R&D: a horror story

Paul Rosser relates a brief history of R&D advisor scams – and it makes for shocking reading…


Since being introduced in 2000 for SMEs and then large companies in 2002, the Research and Development (R&D) tax relief schemes have always been prone to fraud and error. This is due in part to the way a claiming company is allowed to calculate its qualifying R&D spend using reasonable apportionment, and because claims are processed on a self- assessment basis, with very few historically being selected by HMRC for a compliance check.

Overclaiming due to fraud and error, at a cost to the taxpayer, was always a concern, but HMRC tended to focus its attention on the bigger R&D claims.


After all, what’s the point in tying up valuable resources investigating small R&D claims, where even if discrepancies were found the tax loss prevented would be outweighed by the cost of the investigation?

There were also very few advisors operating and those who did tended to be large accountancy firms, so the number of claims being submitted wasn’t that high. In 2008-2009, only 6,600 SME claims were submitted, compared with 2021-2022, when 79,205 SME claims were made.
This way of working continued until around 2014 when, unfortunately, word got out that HMRC weren’t doing much to police the R&D tax relief system, especially smaller claims, and there was easy money to be had for anyone willing to convince company owners to unknowingly submit invalid SME claims.


So a lot more R&D advisory firms started to spring up, often owned by those with no prior experience in R&D or tax.

Fuelled by misleading marketing statements like ‘90% of qualifying companies aren’t claiming R&D tax credits’ and the always-popular ‘the Treasury owes Britain’s small businesses a staggering £84 billion’, this new breed of R&D advisor made millions by convincing company owners that all manner of non-qualifying activities met the criteria for R&D tax relief. And company owners were usually blissfully unaware that their claims were not valid, believing the fallacy told to them by their R&D advisor that once HMRC sent them their payment then their claim had been approved by HMRC.


Despite HMRC being aware of this widespread abuse of the system it did very little to prevent it. Few claims were checked, and advisors knew that if they kept a claim’s expenditure below £100,000, the chances of a compliance check were slim. In any case, it was the claiming company who took all the risk.

Some advisors even went so far as to start heavily marketing to sectors that wouldn’t be expected to be undertaking much, if any, qualifying R&D – such as nursing and care homes – and then submitted hundreds of false claims for companies in these sectors.


Finally, at the end of 2020, HMRC decided it was time to do something about fraudulent R&D claims, and the advisors behind them, so they undertook a Mandatory Random Enquiry Program (MREP) to identify the scale of the issue. The results of the MREP showed that around half of all the R&D claims checked contained some level of error or fraud, with the worst offenders being small SME claims.

Since then, HMRC has drastically increased its compliance activities, with a reported 1,900% increase in the number of R&D claims they investigate; these are mostly targeted at advisors they suspect are behind the submission of invalid R&D claims.


A new Additional Information Form (AIF), which must be completed to support all R&D claims submitted, was also introduced in August 2023. The AIF was designed to allow HMRC to screen R&D claims much quicker and provide them with information about any advisor involved with the claim to help highlight those being submitted by advisors on HMRC’s ‘naughty’ list.

**Tasks and exercises**
(A) Print the part of the R&D tax relief article between "Since then, HMRC" and "invalid R&D claims.", inclusive.
(B) According to the R&D tax relief article, below what level of claim expenditure did advisors know a compliance check was unlikely?

(Stored records)
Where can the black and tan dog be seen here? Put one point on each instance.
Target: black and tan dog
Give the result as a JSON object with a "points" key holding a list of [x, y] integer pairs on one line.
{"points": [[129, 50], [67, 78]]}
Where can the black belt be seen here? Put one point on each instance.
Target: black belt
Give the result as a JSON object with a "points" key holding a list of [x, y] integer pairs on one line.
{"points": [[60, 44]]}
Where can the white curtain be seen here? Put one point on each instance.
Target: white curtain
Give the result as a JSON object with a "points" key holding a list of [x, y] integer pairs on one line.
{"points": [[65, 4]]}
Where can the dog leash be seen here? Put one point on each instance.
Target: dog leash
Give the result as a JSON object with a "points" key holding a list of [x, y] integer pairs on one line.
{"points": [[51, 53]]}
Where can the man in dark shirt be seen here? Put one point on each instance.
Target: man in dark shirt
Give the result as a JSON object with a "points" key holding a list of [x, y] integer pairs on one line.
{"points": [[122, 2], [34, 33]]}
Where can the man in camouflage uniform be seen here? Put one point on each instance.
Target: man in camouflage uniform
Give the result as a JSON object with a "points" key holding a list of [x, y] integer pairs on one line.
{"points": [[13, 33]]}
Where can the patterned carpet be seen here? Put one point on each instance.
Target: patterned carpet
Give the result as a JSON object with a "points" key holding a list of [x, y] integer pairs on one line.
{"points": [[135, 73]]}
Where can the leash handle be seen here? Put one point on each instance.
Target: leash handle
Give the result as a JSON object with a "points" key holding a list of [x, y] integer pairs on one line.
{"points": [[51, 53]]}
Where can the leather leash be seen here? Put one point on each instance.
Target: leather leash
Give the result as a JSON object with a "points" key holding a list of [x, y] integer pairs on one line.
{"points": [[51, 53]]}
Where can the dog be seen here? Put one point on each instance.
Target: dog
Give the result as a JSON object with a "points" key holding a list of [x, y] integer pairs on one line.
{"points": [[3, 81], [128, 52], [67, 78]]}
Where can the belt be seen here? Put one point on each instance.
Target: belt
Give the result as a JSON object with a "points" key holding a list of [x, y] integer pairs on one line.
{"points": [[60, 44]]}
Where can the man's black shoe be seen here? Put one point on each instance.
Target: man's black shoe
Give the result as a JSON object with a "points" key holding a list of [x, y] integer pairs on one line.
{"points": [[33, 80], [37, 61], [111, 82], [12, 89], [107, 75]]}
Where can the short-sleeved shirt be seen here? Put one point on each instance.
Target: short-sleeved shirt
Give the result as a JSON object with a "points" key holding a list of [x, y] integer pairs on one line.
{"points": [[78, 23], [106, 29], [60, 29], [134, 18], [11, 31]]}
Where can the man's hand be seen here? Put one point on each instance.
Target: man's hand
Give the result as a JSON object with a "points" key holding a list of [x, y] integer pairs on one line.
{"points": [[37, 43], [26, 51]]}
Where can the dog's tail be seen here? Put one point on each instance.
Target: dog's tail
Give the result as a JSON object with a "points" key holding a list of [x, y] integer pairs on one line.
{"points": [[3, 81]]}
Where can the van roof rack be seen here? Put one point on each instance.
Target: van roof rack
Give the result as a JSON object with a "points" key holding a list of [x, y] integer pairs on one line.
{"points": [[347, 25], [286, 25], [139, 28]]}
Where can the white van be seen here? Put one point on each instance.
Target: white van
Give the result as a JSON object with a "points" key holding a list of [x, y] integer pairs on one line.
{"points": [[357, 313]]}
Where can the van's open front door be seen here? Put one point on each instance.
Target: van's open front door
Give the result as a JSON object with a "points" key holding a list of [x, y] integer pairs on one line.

**Answers for the exercise**
(A)
Since then, HMRC has drastically increased its compliance activities, with a reported 1,900% increase in the number of R&D claims they investigate; these are mostly targeted at advisors they suspect are behind the submission of invalid R&D claims.

(B) £100,000